WHAT TO DO: Gather every line in the entries below that contains the word "wall", and copy each one out in full.

GIVEN DATA:
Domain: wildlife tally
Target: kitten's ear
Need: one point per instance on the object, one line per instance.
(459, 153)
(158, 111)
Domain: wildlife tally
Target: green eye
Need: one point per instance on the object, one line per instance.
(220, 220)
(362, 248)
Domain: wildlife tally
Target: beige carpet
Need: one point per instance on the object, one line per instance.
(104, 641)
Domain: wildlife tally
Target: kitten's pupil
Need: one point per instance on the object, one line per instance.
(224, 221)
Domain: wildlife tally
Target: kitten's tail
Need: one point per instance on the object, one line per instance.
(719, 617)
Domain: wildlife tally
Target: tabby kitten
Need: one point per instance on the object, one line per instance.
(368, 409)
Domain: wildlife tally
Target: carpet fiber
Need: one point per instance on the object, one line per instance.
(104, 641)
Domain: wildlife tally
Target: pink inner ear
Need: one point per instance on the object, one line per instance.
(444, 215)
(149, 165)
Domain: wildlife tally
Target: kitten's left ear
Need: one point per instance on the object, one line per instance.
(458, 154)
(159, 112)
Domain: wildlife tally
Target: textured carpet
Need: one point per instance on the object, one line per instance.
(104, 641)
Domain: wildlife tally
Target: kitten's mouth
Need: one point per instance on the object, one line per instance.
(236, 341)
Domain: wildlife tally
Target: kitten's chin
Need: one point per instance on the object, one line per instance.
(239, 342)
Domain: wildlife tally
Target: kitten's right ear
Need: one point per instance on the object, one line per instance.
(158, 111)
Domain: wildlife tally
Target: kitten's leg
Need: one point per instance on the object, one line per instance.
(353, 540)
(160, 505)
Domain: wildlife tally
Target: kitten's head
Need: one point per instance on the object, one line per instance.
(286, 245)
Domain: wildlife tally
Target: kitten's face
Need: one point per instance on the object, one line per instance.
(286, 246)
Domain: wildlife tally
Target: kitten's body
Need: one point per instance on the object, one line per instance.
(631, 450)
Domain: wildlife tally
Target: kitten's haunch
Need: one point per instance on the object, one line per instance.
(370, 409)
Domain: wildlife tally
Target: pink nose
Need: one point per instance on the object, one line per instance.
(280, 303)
...
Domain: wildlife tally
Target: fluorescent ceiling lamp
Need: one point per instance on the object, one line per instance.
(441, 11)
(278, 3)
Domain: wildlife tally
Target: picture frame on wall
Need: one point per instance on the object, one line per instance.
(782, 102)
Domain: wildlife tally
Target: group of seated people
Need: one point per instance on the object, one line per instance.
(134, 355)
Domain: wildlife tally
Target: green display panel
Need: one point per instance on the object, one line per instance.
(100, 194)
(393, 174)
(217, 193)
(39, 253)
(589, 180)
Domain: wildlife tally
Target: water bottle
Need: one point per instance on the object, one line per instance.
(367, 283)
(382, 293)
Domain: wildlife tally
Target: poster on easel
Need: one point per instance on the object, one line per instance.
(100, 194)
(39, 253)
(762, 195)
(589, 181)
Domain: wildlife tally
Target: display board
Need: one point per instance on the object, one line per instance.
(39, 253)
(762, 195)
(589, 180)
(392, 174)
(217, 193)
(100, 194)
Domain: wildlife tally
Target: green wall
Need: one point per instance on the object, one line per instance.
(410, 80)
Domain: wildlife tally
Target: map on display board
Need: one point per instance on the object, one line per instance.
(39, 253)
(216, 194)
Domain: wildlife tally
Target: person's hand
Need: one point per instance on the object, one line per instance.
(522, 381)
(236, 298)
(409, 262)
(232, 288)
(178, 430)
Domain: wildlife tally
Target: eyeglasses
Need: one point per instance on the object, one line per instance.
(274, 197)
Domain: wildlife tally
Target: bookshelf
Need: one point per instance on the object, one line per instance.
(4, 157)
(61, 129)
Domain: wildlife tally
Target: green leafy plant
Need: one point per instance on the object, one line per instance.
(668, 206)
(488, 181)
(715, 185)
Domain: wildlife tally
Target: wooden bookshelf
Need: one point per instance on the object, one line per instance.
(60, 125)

COMPLETED EXERCISE:
Target: picture frame on wall
Target: green wall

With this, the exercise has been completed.